_Document passage_:

Fosamax Femur Fracture Lawsuit
Settlement Master appointed over Fosamax litigation

On November 22, U.S. District Judge John F. Keenan appointed well-respected law professor John D. Feerick, Dean Emeritus of the Fordham University School of Law, to oversee the settlement of Fosamax lawsuits filed across the U.S. against Merck, the maker of the drug. Plaintiffs say that Merck failed to properly warn about the side effects associated with long term use.

Feerick is expected to attempt to facilitate a Fosamax settlement agreement between Merck and plaintiffs.  Complaints brought against the company claimed that taking Fosamax caused plaintiffs to suffer from decay of the jaw bone, known as osteonecrosis (ONJ). Others claimed that the drug causes atypical femur fractures which, according to reports, occured during ordinary activities like walking or jogging.

On January 7, 2008, the U.S. Food and Drug Administration issued a medical advisory warning doctors and patients about the side effects of Fosamax use. Two years later, the FDA mandated new warning labels for all bisphosphonate drugs, including Fosamax. Researchers who have studied bisphosphonates drugs say that Fosamax was shown to slow down the rate at which the human body replaces old bones with new, causing micro fractures to eventually become major fractures. This process, known as bone turnover suppression, is what causes the femur to fracture.

Those who have taken the drug continue to pursue compensation by filing Fosamax lawsuits against Merck. Victims accuse the drug company of failing to properly warn about the risks associated with long term use of Fosamax, but Merck counters these accusations by stating that no results of the side effects were discovered in their clinical trials prior to releasing the drug.

_Information supplied_:

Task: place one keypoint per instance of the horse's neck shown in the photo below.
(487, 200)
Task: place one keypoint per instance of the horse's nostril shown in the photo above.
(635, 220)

_Parts of the exercise_:
1) Name every organization mentioned in the Fosamax litigation text.
2) In the Fosamax litigation text, what is the process that causes the femur to fracture called?
The lines have no role in this exercise.

_Solutions to the exercise_:
1) Merck; Fordham University School of Law; U.S. Food and Drug Administration (FDA)

2) Bone turnover suppression.